With the images removed, reproduce each entry below word for word.

● ● ●

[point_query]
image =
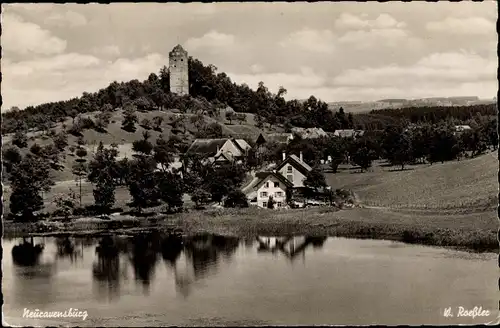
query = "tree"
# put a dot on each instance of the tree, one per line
(200, 196)
(10, 157)
(28, 180)
(170, 188)
(129, 118)
(336, 148)
(20, 140)
(163, 153)
(143, 147)
(270, 202)
(66, 203)
(402, 152)
(142, 183)
(213, 130)
(315, 179)
(103, 172)
(80, 169)
(61, 140)
(230, 116)
(236, 198)
(102, 121)
(157, 121)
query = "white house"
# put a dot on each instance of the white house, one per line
(272, 184)
(294, 169)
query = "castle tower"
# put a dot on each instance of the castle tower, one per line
(178, 68)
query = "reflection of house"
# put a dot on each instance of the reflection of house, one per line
(220, 150)
(348, 133)
(461, 128)
(294, 169)
(271, 184)
(290, 246)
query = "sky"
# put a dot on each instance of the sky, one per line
(345, 51)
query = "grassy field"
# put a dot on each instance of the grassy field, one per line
(115, 134)
(466, 184)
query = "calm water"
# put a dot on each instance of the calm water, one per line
(213, 280)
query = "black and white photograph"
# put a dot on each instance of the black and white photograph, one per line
(250, 164)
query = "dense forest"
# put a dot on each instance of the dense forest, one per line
(211, 91)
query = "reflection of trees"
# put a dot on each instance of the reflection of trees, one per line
(106, 271)
(202, 253)
(27, 253)
(143, 256)
(291, 246)
(66, 248)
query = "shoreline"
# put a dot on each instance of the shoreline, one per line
(357, 223)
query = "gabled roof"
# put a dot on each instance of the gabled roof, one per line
(294, 161)
(242, 144)
(206, 146)
(263, 176)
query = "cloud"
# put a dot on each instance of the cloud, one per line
(321, 41)
(436, 69)
(468, 26)
(109, 50)
(66, 18)
(65, 76)
(212, 40)
(27, 38)
(350, 21)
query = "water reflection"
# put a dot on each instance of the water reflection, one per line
(190, 259)
(290, 246)
(106, 270)
(27, 253)
(66, 248)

● ● ●

## Exercise answer
[point_query]
image =
query = "tree"
# put a dot on each instance of the tree, one per line
(200, 196)
(10, 157)
(28, 180)
(170, 188)
(129, 118)
(336, 148)
(20, 140)
(163, 153)
(143, 147)
(270, 202)
(66, 203)
(402, 152)
(142, 183)
(213, 130)
(315, 179)
(103, 172)
(80, 169)
(61, 140)
(230, 116)
(236, 198)
(102, 121)
(157, 121)
query = "white house"
# put a dot on each instance of the white house, one per line
(272, 184)
(294, 169)
query = "castle tower"
# put a dot on each instance of the castle tower, one per line
(178, 68)
query = "reflection of house"
# put a dot on each instance of the reflection of house, one per line
(220, 150)
(348, 133)
(461, 128)
(294, 169)
(271, 184)
(290, 246)
query = "sky"
# put a dot on each instance of the sky, one per line
(345, 51)
query = "grassy field"
# put a dot on each instance of the grassy field, one per line
(115, 134)
(466, 184)
query = "calm water"
# put a dot on each instance of the calm water, one per line
(213, 280)
query = "black and white photograph"
# put a dot on each instance of the black and white photograph, one per line
(250, 164)
query = "dense forest"
# put a dot on each instance of the dense forest, one per line
(211, 91)
query = "reflection of trees"
# put a dot on each instance of the reflection of trees, one per line
(106, 271)
(202, 253)
(27, 253)
(143, 256)
(291, 246)
(66, 248)
query = "shoreline"
# put a dot on each instance of the shoreline, one per line
(357, 223)
query = "gabled roof"
# put a dot on each instance of the gabled roof, one per line
(294, 161)
(242, 144)
(206, 146)
(263, 176)
query = "cloud"
# put a dot on each instance of the cloud, one per line
(321, 41)
(436, 69)
(468, 26)
(109, 50)
(66, 18)
(65, 76)
(212, 40)
(27, 38)
(350, 21)
query = "water reflection"
# put a dot on each instance of the water reflection, one per line
(190, 259)
(290, 246)
(106, 270)
(27, 253)
(66, 248)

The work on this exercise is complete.